**What is being asked:**
Write out the entries again exactly as they are given.

**Available data:**

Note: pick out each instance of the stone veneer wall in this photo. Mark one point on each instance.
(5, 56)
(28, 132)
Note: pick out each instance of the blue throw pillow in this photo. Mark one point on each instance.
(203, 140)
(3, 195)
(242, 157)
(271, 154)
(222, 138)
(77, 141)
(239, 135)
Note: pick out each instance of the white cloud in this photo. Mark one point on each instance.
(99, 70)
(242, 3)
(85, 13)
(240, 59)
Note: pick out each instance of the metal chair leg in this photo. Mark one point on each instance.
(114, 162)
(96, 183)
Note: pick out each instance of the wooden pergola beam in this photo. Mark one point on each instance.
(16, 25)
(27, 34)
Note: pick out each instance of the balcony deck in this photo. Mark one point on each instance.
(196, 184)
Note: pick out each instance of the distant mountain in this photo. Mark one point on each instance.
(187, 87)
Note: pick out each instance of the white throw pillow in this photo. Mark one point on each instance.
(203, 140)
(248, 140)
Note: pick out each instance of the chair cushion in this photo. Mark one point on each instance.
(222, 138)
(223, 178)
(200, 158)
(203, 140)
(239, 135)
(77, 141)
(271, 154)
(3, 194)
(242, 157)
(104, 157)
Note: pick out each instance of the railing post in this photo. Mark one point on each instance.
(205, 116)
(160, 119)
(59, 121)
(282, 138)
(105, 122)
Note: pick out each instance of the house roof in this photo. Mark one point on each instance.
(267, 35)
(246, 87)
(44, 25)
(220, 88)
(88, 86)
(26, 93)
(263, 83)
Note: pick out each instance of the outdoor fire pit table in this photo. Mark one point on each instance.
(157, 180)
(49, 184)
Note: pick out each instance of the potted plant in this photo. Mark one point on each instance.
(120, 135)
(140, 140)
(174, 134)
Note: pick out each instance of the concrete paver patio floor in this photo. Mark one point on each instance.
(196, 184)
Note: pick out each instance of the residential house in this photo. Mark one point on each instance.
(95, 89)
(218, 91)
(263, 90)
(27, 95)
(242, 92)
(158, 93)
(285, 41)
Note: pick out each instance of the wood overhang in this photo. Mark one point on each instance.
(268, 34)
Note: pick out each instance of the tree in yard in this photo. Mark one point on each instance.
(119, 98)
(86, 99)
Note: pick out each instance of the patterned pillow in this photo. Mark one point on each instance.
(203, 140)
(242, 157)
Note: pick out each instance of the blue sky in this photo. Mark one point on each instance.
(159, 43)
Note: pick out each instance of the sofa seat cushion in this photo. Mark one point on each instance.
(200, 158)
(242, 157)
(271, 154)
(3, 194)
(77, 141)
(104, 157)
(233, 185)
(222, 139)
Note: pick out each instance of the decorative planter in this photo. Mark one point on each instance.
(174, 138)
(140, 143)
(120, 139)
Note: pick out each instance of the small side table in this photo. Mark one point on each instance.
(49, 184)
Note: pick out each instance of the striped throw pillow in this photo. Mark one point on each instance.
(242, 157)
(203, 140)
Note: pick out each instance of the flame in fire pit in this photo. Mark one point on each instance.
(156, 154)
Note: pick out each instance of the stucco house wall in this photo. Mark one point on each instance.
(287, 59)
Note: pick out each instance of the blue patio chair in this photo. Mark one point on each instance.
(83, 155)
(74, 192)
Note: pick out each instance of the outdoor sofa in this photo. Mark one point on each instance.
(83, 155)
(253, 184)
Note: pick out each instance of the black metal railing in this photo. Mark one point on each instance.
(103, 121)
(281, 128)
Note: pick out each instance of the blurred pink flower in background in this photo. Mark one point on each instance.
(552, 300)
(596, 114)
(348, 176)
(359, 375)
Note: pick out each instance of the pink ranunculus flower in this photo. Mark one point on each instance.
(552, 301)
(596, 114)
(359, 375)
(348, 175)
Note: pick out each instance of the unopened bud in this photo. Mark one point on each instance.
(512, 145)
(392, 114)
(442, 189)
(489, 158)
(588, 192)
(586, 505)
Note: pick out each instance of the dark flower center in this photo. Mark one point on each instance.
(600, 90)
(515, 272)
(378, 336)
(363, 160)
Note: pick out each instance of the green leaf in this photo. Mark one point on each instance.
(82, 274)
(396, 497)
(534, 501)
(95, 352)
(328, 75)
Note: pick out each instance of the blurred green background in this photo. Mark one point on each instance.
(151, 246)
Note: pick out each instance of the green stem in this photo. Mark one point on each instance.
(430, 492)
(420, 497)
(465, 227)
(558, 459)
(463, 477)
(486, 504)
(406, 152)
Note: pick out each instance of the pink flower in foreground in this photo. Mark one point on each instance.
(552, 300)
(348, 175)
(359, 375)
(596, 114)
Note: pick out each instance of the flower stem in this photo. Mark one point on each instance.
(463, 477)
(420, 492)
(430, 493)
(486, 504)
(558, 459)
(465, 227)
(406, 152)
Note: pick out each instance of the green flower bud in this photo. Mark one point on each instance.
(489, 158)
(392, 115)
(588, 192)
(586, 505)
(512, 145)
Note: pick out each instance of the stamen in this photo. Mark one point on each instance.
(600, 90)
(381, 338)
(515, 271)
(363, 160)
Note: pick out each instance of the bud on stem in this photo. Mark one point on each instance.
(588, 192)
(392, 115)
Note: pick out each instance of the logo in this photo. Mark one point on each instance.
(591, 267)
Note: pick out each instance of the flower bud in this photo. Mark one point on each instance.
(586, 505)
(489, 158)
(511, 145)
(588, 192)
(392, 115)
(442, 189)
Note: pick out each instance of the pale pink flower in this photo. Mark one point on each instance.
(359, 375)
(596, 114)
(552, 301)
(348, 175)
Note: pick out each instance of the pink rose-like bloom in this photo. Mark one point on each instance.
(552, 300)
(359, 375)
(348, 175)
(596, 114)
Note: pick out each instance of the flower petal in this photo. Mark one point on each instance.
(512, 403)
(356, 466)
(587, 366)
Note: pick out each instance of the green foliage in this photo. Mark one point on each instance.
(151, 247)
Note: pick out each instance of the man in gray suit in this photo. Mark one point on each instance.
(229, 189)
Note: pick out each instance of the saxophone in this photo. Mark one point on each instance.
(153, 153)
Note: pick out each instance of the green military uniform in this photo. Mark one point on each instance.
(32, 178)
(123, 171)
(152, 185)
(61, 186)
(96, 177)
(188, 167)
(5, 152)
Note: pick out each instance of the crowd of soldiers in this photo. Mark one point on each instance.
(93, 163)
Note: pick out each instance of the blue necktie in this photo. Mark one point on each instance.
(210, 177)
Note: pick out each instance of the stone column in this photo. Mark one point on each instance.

**Reply:**
Note: pick out each instance of the stone veneer wall in this photo. Mark one point on each instance.
(5, 56)
(28, 132)
Note: pick out each instance of the blue throw pillow in this photo. Mark one point on each instance.
(203, 140)
(3, 195)
(242, 157)
(271, 154)
(222, 138)
(77, 141)
(239, 135)
Note: pick out each instance of the white cloud in this photo. Mark one point on each instance.
(99, 70)
(242, 3)
(85, 13)
(240, 59)
Note: pick out each instance of the metal chair leg in this photo. Mark one point on each instance.
(114, 162)
(96, 183)
Note: pick out each instance of the wooden pergola beam in this photo. Mark one point on each instance.
(16, 25)
(27, 34)
Note: pick out each instance of the balcony deck in this photo. Mark one point on each instance.
(196, 184)
Note: pick out each instance of the distant mountain in this photo. Mark one point on each instance.
(187, 87)
Note: pick out each instance of the white throw pillow in this photo. Mark one point on each instance.
(203, 140)
(248, 140)
Note: pick out each instance of the chair cushion in this photo. Mark one point on each instance.
(222, 138)
(223, 178)
(200, 158)
(203, 140)
(239, 135)
(77, 141)
(271, 154)
(3, 194)
(242, 157)
(104, 157)
Note: pick out each instance of the railing post in this photo. Mark one point on each instance.
(205, 116)
(160, 119)
(59, 121)
(282, 138)
(105, 122)
Note: pick out each instance of the house roof in this photo. Mark one point on each instance.
(267, 35)
(246, 87)
(44, 25)
(220, 88)
(88, 86)
(26, 93)
(263, 83)
Note: pick out each instance of the outdoor fire pit table in this photo. Mark one point on each instance.
(157, 180)
(49, 184)
Note: pick out each instance of the potted plant in this photo. Mark one point on each instance.
(120, 135)
(140, 140)
(174, 134)
Note: pick out each instance of the concrete paver patio floor in this photo. Mark one point on each instance.
(196, 184)
Note: pick out each instance of the residential house in this photo. Mark one point on each instance.
(95, 89)
(218, 91)
(263, 90)
(27, 95)
(242, 92)
(158, 93)
(285, 41)
Note: pick out each instance of the wood overhang in this photo. Mark one point on each instance.
(268, 34)
Note: pick out each instance of the tree in yard in this photo. Mark one point on each instance.
(119, 98)
(86, 99)
Note: pick out each instance of the patterned pillow in this photo. Mark one point on each instance.
(203, 140)
(242, 157)
Note: pick out each instance of the blue sky in this photo. Mark one point on each instance.
(159, 43)
Note: pick out each instance of the sofa seat cushion in this photo. Mark one point on each instance.
(200, 158)
(242, 157)
(271, 154)
(3, 194)
(77, 141)
(104, 157)
(233, 185)
(222, 139)
Note: pick out each instance of the decorative planter in this photo. Mark one point on each instance.
(174, 138)
(140, 143)
(120, 139)
Note: pick out each instance of the small side table in this photo. Mark one point on each instance.
(49, 184)
Note: pick out each instance of the striped throw pillow in this photo. Mark one point on each instance.
(242, 157)
(203, 140)
Note: pick out each instance of the flame in fire pit in this photo. Mark one point on each instance.
(156, 154)
Note: pick out each instance of the stucco house wall in this photo. Mark one point on each instance.
(287, 59)
Note: pick out each instance of the blue patio chair in this photo. Mark one point on each instance.
(83, 155)
(74, 192)
Note: pick out each instance of the outdoor sofa in this photo. Mark one point on each instance.
(83, 155)
(253, 184)
Note: pick out each instance of the black metal railing in this photo. Mark one point on each instance.
(103, 121)
(281, 128)
Note: pick out each instance of the blurred pink flower in background in this photo. Mark one point on each instance.
(552, 300)
(596, 114)
(348, 176)
(359, 375)
Note: pick out each instance of the pink ranunculus flower in this photo. Mark one point on each instance.
(552, 301)
(596, 114)
(359, 375)
(348, 175)
Note: pick out each instance of the unopened bud in this photo. Mark one point on each instance.
(512, 145)
(392, 114)
(442, 189)
(489, 158)
(588, 192)
(586, 505)
Note: pick out each instance of the dark flower center in this photo. Mark one point on each instance.
(600, 90)
(515, 272)
(378, 336)
(363, 160)
Note: pick out each instance of the green leaf in this photo. Mark one point on each instance.
(82, 274)
(396, 497)
(534, 501)
(95, 352)
(328, 75)
Note: pick out each instance of the blurred green background in this photo. Mark one point on each instance.
(151, 246)
Note: pick out each instance of the green stem in this photo. Mark one point on each instance.
(430, 492)
(420, 497)
(465, 227)
(558, 459)
(463, 477)
(486, 504)
(406, 152)
Note: pick out each instance of the pink flower in foreground in this photo. Mark one point on each instance.
(552, 300)
(348, 175)
(359, 375)
(596, 114)
Note: pick out each instance of the flower stem in this photo. Mark one point on each instance.
(463, 477)
(420, 492)
(430, 493)
(486, 504)
(558, 459)
(465, 227)
(406, 152)
Note: pick out each instance of the green flower bud in this photo. Mark one point on each instance.
(489, 158)
(392, 115)
(588, 192)
(586, 505)
(512, 145)
Note: pick out each instance of the stamen in this photo. Mark one point on each instance.
(600, 90)
(381, 338)
(515, 271)
(363, 160)
Note: pick out each instance of the bud on stem in this photo. Mark one point on each instance.
(588, 192)
(392, 115)
Note: pick out each instance of the logo in this photo. Mark one point on each instance.
(591, 267)
Note: pick out each instance of the flower bud in this photo. Mark one point on each instance.
(586, 505)
(489, 158)
(511, 145)
(588, 192)
(392, 115)
(442, 189)
Note: pick out each instance of the pale pink flower in this photo. Mark one point on each instance.
(359, 375)
(596, 114)
(552, 301)
(348, 175)
Note: pick out each instance of the pink rose-like bloom in this photo. Mark one point on each instance.
(552, 300)
(359, 375)
(348, 175)
(596, 114)
Note: pick out each instance of the flower petal in this photo. Mark one point on each instance.
(512, 403)
(356, 466)
(587, 366)
Note: pick out each instance of the green foliage in this photo. Mark one point on each instance.
(151, 247)
Note: pick out each instance of the man in gray suit in this photo. Mark one point on each instance.
(229, 189)
Note: pick out each instance of the saxophone in this photo. Mark one point on each instance.
(153, 153)
Note: pick out each instance of the green military uniform in this photo. Mark one point on each instance.
(32, 178)
(123, 171)
(152, 185)
(61, 186)
(96, 177)
(188, 167)
(5, 152)
Note: pick out each instance of the crowd of soldiers in this photo. Mark one point on each instance.
(93, 163)
Note: pick out each instance of the blue necktie in this photo. Mark one point on each instance.
(210, 177)
Note: pick out each instance of the stone column in this photo. Mark one point on each instance.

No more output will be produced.